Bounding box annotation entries
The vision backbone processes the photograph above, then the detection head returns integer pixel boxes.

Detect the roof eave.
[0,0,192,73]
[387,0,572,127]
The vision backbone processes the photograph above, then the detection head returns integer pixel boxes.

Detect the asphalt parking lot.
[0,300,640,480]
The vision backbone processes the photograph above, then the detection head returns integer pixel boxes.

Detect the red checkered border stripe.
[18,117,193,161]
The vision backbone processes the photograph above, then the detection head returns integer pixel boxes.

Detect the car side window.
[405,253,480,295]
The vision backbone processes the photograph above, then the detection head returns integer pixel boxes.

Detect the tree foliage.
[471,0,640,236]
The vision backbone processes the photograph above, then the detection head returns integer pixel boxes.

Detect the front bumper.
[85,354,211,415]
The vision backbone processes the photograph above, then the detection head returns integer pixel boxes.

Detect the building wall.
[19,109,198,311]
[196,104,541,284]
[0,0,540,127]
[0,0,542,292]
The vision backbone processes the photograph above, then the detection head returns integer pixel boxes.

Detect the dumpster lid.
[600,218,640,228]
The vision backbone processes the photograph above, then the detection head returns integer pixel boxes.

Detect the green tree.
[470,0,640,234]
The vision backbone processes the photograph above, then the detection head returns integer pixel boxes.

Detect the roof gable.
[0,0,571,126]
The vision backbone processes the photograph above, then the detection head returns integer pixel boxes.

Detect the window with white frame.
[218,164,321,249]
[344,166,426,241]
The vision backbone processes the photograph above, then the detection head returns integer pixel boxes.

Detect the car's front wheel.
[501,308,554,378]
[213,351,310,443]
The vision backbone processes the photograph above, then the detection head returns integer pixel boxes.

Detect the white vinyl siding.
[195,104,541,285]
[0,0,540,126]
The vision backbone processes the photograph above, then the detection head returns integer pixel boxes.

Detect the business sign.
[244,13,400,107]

==

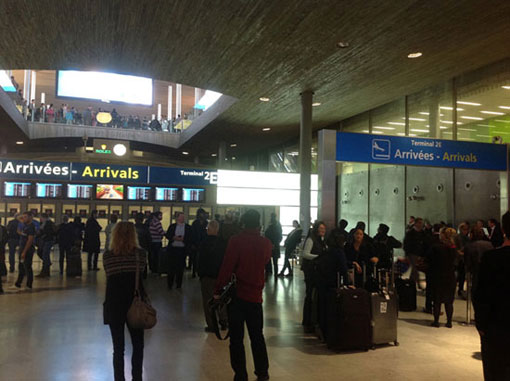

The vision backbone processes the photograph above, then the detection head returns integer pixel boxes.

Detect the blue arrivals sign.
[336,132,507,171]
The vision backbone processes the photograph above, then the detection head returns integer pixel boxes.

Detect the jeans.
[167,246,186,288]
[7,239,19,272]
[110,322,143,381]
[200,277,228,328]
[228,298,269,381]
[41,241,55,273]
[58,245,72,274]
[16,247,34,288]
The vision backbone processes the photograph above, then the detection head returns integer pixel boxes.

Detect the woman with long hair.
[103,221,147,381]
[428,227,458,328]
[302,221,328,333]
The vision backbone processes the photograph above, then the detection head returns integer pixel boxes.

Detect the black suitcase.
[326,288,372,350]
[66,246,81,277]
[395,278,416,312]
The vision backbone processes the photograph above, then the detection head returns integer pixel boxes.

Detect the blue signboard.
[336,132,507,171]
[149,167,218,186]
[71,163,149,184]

** EXERCISE DESCRIPTION **
Pick out each line in the entries above that contains the string "blue", and copy those lines. Only matches in the same case count.

** TASK SOLUTION **
Detect the blue arrivals sign.
Detect the blue signboard.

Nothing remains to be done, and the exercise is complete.